_Written task_. Copy out the lines from the very first one through the line containing "[[378, 140]]", including both, and leave out the pictures.

_Task inputs_.
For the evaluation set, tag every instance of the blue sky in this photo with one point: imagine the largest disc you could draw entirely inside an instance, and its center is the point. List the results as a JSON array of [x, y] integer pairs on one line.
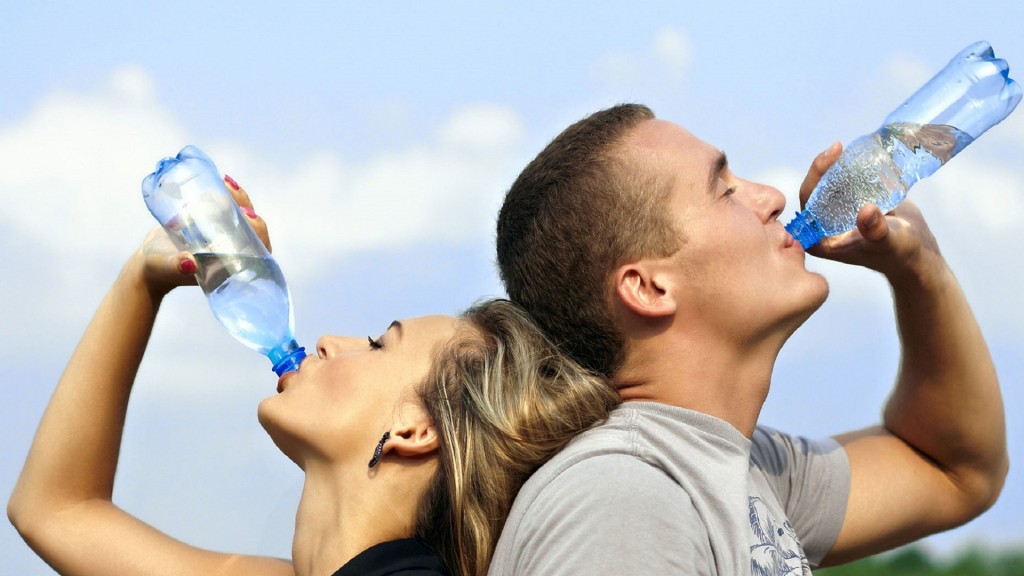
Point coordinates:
[[378, 140]]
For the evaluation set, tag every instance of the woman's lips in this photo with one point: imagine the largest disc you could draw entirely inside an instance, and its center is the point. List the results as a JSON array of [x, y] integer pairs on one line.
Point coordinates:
[[281, 380]]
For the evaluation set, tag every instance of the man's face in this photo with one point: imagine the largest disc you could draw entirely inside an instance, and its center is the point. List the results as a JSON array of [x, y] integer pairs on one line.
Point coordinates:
[[737, 271]]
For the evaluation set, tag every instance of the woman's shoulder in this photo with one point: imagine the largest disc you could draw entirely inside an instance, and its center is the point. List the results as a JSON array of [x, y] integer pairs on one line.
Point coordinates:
[[409, 557]]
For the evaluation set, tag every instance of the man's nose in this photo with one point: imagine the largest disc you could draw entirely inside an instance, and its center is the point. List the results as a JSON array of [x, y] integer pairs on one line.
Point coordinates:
[[768, 202]]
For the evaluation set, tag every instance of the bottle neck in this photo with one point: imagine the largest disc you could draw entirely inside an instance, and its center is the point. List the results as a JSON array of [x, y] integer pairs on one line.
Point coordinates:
[[287, 357], [805, 229]]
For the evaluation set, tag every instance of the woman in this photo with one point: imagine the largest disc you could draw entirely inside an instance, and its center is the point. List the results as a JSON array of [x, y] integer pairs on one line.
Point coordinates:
[[413, 444]]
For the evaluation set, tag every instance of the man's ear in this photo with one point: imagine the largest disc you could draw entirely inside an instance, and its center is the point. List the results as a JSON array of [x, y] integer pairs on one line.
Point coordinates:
[[644, 288]]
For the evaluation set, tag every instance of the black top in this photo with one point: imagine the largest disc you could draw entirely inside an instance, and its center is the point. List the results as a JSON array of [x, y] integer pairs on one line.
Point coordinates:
[[408, 556]]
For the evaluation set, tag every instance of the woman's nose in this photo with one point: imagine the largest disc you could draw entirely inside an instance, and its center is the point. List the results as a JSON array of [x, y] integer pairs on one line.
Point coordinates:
[[330, 344]]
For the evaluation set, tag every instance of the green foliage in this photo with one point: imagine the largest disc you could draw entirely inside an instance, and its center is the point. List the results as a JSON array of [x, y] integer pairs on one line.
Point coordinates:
[[915, 561]]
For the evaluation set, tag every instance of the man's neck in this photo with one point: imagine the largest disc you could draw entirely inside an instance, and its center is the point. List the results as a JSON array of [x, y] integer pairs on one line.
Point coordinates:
[[725, 381]]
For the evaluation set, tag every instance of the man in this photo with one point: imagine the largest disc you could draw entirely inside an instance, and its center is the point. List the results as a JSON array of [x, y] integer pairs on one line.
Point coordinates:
[[647, 259]]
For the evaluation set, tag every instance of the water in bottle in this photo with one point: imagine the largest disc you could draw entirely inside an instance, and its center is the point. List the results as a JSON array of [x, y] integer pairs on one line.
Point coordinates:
[[243, 283], [973, 93]]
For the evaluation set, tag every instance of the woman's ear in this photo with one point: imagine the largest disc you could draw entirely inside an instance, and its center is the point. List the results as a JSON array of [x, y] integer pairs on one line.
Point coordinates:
[[415, 436], [645, 289]]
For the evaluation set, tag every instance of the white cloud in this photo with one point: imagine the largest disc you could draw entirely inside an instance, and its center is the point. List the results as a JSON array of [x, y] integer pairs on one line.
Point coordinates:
[[663, 63]]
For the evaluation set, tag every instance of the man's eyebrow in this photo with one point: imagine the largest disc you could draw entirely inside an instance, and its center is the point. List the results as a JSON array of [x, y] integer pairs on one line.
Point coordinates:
[[721, 163]]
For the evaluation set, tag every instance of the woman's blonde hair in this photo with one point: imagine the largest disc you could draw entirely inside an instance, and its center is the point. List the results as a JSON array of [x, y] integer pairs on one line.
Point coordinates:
[[504, 401]]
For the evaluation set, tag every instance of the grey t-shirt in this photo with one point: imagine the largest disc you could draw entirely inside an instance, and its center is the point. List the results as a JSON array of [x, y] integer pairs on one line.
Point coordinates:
[[664, 490]]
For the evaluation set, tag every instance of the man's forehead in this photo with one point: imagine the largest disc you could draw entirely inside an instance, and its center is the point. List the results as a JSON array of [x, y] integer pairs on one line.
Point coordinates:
[[664, 136], [676, 153]]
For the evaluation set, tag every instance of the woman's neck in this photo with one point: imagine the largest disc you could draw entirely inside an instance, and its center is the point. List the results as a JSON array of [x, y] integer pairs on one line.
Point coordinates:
[[343, 512]]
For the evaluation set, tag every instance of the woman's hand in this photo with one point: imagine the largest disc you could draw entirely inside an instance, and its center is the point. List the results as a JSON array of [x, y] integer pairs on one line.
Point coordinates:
[[165, 268]]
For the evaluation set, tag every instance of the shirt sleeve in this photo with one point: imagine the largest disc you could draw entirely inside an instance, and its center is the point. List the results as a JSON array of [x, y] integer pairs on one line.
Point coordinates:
[[811, 479], [611, 515]]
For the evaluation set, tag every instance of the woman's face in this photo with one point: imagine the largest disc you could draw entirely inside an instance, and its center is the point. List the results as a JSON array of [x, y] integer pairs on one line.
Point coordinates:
[[340, 402]]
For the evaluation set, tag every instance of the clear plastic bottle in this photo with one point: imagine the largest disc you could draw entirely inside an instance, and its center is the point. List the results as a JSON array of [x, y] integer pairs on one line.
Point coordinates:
[[243, 283], [970, 95]]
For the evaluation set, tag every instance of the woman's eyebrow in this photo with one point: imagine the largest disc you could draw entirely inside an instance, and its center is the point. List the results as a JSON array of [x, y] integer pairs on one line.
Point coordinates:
[[397, 327]]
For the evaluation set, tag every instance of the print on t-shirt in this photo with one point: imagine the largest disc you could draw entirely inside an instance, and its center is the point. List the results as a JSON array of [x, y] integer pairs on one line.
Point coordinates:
[[774, 548]]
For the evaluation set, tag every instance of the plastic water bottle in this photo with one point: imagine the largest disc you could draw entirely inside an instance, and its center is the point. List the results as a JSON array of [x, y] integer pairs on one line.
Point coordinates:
[[970, 95], [241, 279]]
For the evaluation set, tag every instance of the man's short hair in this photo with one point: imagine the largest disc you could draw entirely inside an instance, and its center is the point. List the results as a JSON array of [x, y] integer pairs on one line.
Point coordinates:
[[582, 208]]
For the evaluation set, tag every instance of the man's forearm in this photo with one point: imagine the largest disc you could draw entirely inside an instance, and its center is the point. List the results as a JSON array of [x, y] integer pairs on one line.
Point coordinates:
[[947, 403]]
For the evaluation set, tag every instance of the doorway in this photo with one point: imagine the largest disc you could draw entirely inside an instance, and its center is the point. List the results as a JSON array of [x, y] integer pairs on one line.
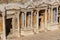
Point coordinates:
[[8, 26], [41, 18]]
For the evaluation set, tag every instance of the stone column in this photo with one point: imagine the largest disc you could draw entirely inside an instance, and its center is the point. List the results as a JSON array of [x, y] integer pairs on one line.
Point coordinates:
[[31, 18], [45, 19], [4, 30], [49, 15], [13, 24], [37, 20], [57, 14]]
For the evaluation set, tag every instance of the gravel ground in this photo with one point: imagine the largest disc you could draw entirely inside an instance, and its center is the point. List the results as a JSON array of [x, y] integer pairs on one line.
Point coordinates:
[[50, 35]]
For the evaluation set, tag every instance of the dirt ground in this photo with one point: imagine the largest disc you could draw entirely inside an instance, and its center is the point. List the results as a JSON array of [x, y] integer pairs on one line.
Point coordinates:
[[50, 35]]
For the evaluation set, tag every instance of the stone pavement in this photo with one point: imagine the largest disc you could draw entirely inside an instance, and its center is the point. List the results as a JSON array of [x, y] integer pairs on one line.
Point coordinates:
[[50, 35]]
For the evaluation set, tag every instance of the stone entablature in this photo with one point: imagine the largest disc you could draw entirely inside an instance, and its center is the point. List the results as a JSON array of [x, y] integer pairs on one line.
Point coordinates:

_Answer in full_.
For the evaluation set, tag every instance of the blue sky in this photo with one point: imagine the largest disc you could draw entirely inside an instance, and its center is the point. List the results as a JSON array of [x, y] integer pairs on one line.
Point coordinates:
[[378, 140]]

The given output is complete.